Written task:
Reproduce in full every line from the line with "Where can you see the blue" to the line with "[[760, 175], [990, 87]]", output nothing else, and adjust each coordinate in the answers by -137.

***** Records to process *****

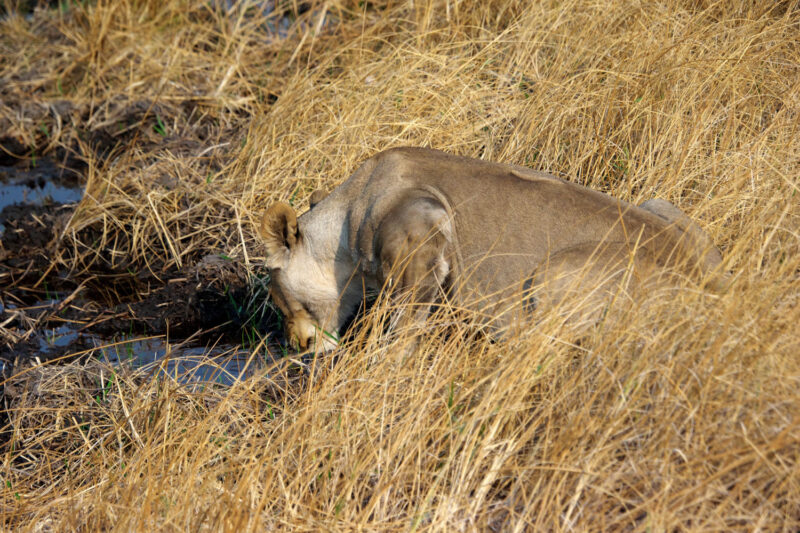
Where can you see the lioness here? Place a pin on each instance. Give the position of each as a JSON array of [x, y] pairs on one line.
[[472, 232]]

*****
***** Records to process *****

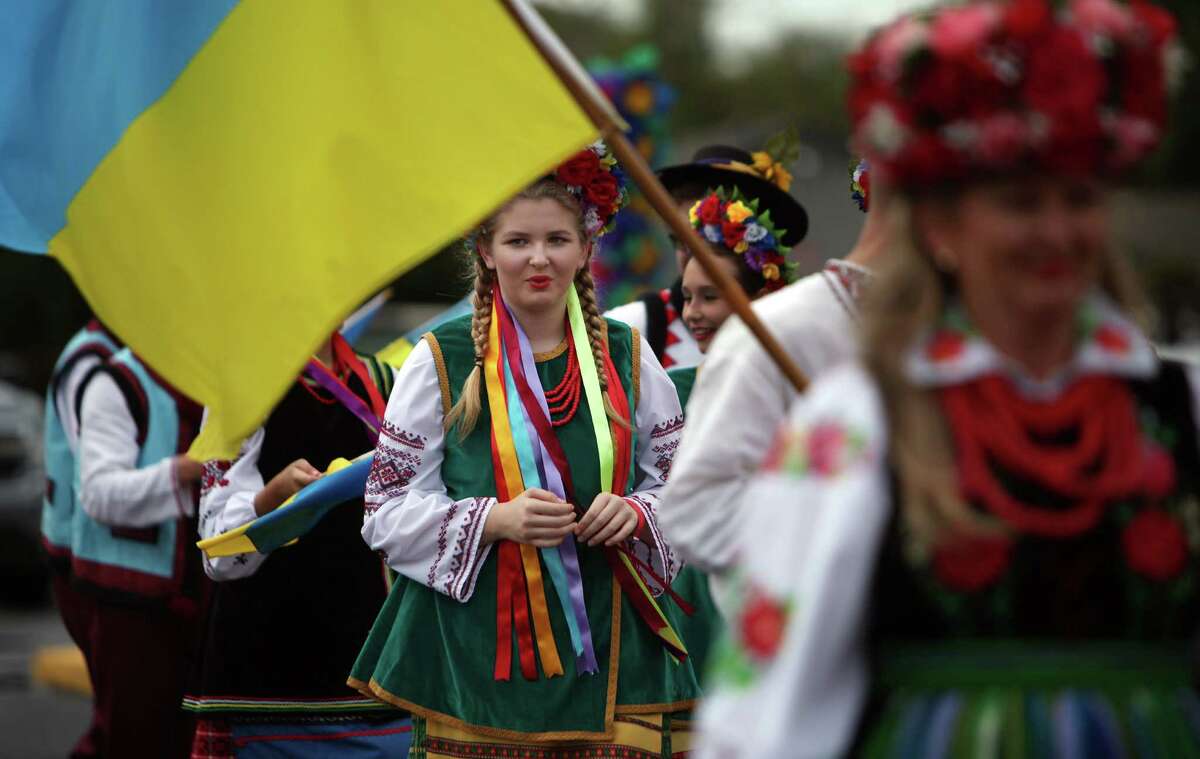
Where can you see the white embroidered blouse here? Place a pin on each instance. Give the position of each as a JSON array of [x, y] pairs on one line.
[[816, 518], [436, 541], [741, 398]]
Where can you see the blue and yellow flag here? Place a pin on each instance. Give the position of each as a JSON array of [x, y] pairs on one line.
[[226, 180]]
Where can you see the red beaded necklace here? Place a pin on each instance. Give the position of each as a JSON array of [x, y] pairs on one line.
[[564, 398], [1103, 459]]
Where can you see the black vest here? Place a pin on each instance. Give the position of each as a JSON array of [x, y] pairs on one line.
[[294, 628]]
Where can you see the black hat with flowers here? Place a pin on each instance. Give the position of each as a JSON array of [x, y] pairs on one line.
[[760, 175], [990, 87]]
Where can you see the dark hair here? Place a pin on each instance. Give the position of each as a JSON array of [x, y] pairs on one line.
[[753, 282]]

*****
***** Records to process *****

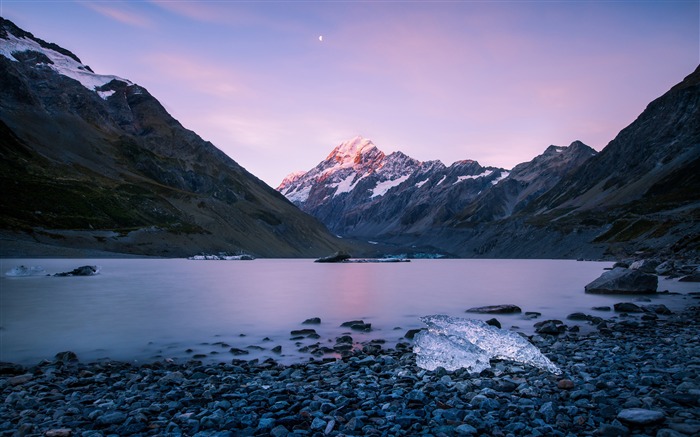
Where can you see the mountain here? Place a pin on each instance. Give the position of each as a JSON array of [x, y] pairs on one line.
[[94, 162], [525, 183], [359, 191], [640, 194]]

*****

Output of the exercise:
Where can you see the blue and yellow flag here? Place a pin on each instance. Give the position of each as a JSON array of [x, y] pairs on one line.
[[89, 43]]
Where can you see the red beaded necklace here? Place a pin on each instance. Give the position of each as a JSON array of [x, y] pairs on one line.
[[427, 261], [966, 322]]
Where can you see the black vest here? Place a pin on each instance. Give the position of each as a JSON array of [x, y] pairs on one line.
[[157, 491]]
Where can you see the black hat with flowers here? Place a pin on each instance. Give the position of each as a JSON array of [x, y] pairs on one line.
[[623, 38], [853, -50]]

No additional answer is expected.